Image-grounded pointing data
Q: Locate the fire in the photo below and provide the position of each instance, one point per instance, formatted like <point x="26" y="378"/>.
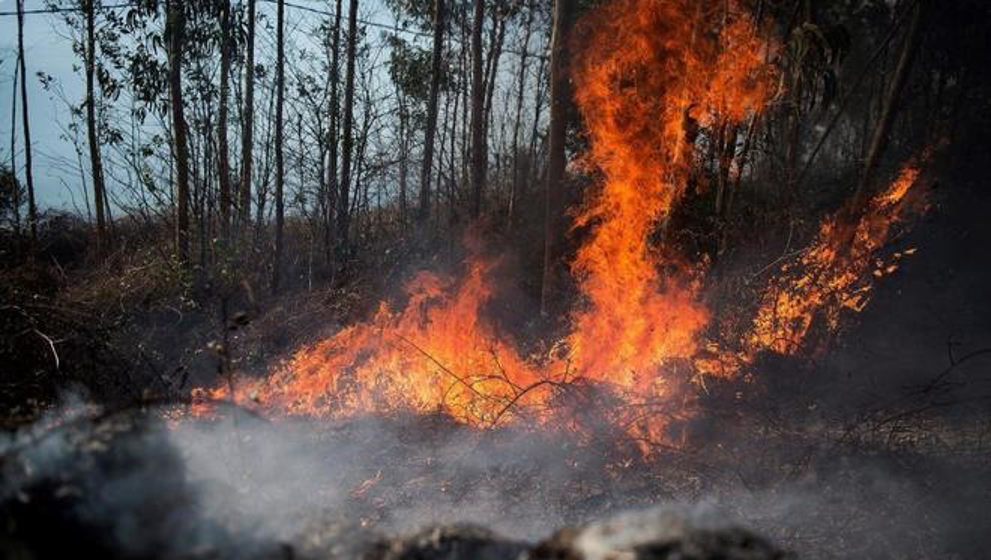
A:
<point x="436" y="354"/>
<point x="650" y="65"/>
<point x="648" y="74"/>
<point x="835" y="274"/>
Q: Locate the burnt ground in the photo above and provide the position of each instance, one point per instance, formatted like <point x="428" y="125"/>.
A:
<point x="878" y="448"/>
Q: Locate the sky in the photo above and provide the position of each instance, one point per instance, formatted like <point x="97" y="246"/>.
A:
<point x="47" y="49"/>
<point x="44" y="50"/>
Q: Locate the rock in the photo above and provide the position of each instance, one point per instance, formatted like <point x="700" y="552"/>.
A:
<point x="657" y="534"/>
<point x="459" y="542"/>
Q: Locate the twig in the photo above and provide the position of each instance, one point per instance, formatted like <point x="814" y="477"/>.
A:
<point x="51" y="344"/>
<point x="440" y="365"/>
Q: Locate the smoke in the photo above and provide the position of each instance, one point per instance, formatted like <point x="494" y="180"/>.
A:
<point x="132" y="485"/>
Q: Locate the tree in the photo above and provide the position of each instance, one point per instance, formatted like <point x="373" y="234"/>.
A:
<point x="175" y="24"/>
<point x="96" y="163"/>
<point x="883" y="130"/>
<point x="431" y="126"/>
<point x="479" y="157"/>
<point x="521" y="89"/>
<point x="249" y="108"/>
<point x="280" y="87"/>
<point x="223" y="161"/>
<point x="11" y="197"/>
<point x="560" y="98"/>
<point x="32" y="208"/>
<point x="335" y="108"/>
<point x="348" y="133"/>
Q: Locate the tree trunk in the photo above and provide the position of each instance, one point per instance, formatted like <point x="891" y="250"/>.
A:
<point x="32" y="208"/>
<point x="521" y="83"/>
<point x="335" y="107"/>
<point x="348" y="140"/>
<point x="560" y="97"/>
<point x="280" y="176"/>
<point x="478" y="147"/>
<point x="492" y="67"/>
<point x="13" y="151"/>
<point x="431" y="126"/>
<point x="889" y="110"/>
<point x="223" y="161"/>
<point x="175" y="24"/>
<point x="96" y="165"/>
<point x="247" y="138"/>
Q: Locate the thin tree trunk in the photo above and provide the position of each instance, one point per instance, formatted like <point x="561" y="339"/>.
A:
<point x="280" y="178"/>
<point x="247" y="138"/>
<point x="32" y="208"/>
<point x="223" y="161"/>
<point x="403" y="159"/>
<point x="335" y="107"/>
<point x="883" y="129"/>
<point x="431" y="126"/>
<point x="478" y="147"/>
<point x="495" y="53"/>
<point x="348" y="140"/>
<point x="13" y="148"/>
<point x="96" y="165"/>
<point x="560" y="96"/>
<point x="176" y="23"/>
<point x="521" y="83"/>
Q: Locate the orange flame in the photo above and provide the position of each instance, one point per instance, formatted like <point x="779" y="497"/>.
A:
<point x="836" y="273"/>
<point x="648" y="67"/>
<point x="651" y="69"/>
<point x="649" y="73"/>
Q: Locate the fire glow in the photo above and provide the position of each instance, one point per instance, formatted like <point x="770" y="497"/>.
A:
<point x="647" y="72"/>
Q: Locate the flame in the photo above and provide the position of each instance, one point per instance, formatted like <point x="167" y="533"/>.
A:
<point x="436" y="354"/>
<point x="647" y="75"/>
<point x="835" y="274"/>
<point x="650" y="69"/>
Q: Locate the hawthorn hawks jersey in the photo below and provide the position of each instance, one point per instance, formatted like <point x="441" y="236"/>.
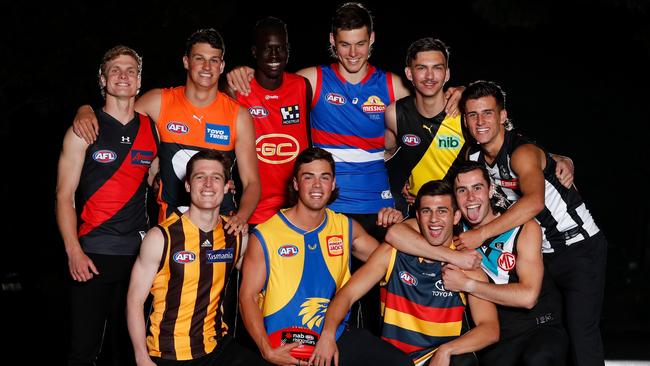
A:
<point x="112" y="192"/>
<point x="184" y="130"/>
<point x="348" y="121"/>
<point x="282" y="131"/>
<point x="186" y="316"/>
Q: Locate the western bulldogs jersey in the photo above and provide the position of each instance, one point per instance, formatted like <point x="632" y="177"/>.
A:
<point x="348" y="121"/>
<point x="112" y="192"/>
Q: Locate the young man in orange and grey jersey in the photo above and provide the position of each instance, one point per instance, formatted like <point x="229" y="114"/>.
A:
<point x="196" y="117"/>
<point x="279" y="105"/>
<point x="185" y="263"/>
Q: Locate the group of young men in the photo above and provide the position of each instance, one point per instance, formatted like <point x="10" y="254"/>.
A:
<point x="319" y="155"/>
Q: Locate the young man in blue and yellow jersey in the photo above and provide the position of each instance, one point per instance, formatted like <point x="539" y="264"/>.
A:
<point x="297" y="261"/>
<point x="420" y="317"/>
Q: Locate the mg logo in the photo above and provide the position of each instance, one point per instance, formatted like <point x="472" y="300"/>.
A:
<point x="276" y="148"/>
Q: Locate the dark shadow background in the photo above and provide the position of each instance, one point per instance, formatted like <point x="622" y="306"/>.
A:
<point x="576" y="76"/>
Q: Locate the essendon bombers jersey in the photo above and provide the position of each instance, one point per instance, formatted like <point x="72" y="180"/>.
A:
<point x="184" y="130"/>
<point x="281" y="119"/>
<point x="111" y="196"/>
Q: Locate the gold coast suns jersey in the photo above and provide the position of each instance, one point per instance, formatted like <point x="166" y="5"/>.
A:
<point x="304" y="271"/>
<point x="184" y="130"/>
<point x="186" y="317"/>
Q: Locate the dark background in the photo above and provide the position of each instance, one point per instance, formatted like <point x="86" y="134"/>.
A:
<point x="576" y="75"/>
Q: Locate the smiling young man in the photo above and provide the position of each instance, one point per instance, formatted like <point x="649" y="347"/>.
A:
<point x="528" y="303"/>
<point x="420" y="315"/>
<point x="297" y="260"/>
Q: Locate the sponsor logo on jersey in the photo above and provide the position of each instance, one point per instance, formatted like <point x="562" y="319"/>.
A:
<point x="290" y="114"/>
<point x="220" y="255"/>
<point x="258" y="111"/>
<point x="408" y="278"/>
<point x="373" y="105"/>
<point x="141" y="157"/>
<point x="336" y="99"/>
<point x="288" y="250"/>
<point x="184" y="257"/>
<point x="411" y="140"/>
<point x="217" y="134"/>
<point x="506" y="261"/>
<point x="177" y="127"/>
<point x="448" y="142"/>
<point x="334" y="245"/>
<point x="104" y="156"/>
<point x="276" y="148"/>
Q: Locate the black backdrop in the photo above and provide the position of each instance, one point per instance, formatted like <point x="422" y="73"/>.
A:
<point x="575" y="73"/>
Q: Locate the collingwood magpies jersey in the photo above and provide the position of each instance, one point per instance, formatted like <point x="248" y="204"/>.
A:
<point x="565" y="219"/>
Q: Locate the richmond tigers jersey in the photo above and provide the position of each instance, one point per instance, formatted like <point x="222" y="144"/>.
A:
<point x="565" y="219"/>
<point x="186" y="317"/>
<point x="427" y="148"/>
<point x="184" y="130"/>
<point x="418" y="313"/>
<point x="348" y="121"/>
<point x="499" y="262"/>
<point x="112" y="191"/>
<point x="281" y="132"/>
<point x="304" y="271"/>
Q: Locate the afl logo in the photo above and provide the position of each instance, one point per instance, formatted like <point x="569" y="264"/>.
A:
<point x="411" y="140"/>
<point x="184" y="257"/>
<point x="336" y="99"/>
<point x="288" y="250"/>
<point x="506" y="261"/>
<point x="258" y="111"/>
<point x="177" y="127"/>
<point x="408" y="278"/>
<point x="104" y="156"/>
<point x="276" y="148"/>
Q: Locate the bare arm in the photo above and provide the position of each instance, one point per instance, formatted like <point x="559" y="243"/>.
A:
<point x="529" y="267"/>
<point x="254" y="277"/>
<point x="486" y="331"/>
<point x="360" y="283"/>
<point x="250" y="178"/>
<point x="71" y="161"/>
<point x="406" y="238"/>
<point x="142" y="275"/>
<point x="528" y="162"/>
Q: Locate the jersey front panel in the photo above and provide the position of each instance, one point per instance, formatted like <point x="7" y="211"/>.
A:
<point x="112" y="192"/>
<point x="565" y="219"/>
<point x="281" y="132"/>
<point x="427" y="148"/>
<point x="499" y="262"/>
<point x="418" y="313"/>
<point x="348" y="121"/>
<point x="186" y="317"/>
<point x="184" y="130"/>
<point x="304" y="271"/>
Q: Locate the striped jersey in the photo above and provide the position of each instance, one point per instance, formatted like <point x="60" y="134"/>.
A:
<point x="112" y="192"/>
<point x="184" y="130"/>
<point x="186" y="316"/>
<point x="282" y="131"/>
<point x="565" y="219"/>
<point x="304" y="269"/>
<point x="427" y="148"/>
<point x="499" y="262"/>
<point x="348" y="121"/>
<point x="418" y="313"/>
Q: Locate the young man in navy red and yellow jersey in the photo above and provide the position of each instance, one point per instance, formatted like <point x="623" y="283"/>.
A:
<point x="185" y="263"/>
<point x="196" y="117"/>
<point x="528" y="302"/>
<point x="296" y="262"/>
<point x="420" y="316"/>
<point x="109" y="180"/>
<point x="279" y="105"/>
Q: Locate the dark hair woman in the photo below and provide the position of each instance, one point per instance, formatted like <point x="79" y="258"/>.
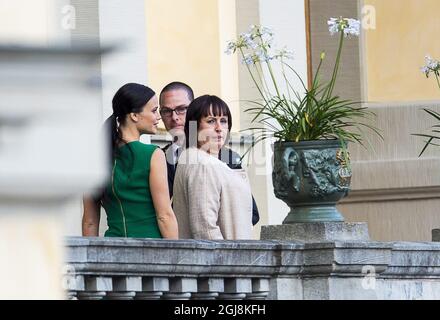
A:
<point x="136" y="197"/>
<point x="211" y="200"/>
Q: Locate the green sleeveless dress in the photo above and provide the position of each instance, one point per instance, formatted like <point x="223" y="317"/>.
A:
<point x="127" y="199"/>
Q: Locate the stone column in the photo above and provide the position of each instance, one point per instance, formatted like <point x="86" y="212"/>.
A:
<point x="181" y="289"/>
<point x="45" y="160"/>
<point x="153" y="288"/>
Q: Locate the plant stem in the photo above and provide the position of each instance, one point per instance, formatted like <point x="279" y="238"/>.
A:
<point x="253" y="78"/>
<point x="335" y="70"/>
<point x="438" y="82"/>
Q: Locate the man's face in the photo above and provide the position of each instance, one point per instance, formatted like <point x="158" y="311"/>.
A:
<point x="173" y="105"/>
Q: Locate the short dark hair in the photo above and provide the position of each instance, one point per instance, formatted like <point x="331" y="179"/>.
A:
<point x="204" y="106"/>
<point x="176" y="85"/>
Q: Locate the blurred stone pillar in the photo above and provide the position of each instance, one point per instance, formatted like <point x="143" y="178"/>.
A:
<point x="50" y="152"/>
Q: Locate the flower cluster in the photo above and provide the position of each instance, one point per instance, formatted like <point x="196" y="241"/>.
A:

What you will do
Filter the entries and copy each line with "flame".

Reply
Q: Locate the orange flame in the photo above and provide the position of each instance, one point per instance, formatted like <point x="779" y="497"/>.
Q: Locate the flame in the photo above and provide the position of each instance, one point per instance, formatted like <point x="167" y="533"/>.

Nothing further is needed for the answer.